Records to use START
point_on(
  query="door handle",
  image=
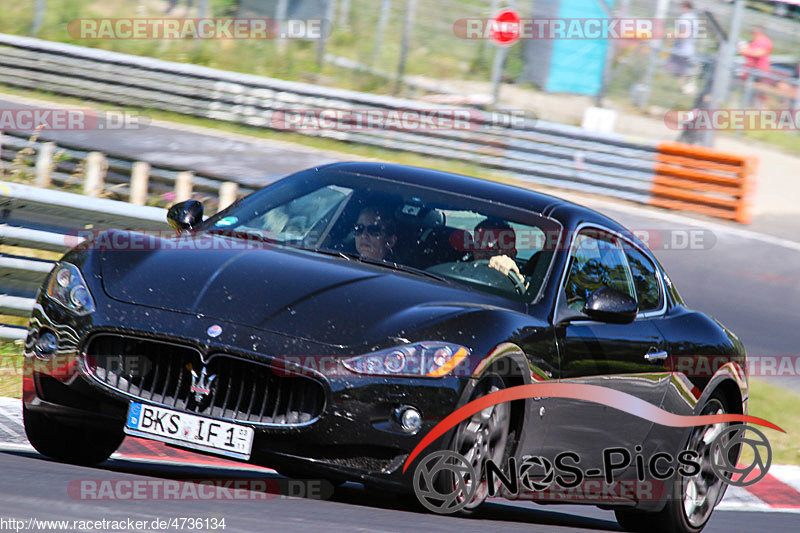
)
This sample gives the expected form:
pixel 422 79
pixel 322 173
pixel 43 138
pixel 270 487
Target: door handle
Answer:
pixel 656 356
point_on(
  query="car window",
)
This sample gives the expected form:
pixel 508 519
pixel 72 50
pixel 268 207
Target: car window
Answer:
pixel 295 219
pixel 596 260
pixel 486 246
pixel 645 280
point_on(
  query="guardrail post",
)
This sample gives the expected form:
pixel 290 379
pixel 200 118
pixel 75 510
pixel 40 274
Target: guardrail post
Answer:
pixel 44 162
pixel 227 194
pixel 140 175
pixel 183 186
pixel 95 174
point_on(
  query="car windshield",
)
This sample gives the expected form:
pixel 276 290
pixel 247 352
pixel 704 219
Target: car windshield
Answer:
pixel 460 239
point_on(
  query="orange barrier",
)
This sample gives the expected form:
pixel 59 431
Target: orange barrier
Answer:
pixel 706 181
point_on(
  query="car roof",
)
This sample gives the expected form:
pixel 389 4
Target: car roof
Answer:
pixel 568 213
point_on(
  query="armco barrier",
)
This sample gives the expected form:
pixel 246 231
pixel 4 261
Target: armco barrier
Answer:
pixel 530 150
pixel 706 181
pixel 47 220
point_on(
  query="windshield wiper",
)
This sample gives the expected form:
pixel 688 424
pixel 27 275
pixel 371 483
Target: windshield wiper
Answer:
pixel 246 235
pixel 388 264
Records to use END
• Exercise goal: Write out once more the lines above beginning at the line with "pixel 246 231"; continue through the final line and stop there.

• Written reply:
pixel 246 231
pixel 4 261
Target: armco barrier
Answer:
pixel 530 150
pixel 706 181
pixel 47 220
point_on(
  query="windshield wiper",
)
This sample gives the expected form:
pixel 688 424
pixel 27 275
pixel 371 483
Target: windshield wiper
Answer:
pixel 246 235
pixel 388 264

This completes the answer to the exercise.